Material shown ->
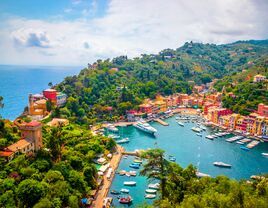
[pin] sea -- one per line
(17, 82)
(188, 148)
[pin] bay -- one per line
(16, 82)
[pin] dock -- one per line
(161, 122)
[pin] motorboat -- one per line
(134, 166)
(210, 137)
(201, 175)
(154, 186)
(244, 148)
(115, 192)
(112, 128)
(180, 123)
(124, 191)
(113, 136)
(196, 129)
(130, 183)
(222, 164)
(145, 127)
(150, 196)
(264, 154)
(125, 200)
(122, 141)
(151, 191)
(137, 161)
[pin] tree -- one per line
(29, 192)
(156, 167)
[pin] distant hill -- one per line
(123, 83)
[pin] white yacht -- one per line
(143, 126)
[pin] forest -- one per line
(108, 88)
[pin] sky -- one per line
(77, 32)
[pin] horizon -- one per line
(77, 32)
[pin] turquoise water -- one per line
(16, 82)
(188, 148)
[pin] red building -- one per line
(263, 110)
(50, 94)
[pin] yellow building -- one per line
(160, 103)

---

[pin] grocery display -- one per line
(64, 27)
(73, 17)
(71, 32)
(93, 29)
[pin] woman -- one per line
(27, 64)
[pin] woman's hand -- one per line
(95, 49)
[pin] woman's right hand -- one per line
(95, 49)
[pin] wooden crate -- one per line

...

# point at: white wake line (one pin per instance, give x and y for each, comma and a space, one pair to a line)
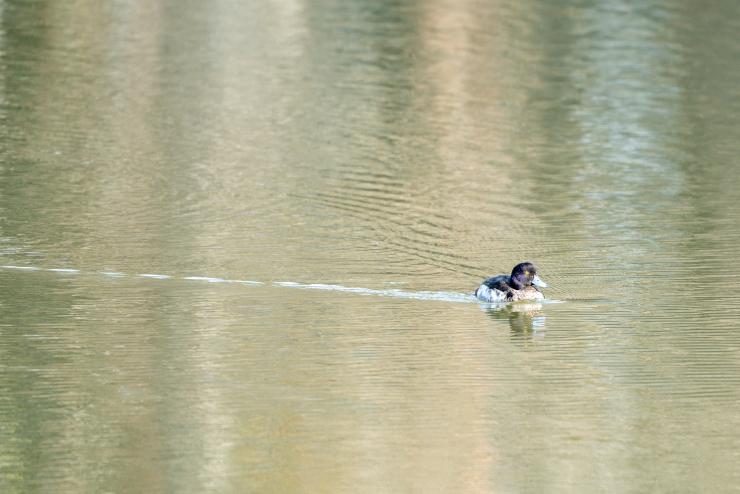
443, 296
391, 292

Work task -> Your answer must consist solely of the lines above between the line holding "[pin] woman's right hand -- one per line" and the line holding "[pin] wooden crate -- one per line", inclusive, copied exactly.

Task response ->
[pin] woman's right hand -- one per line
(95, 49)
[pin] wooden crate -- one per line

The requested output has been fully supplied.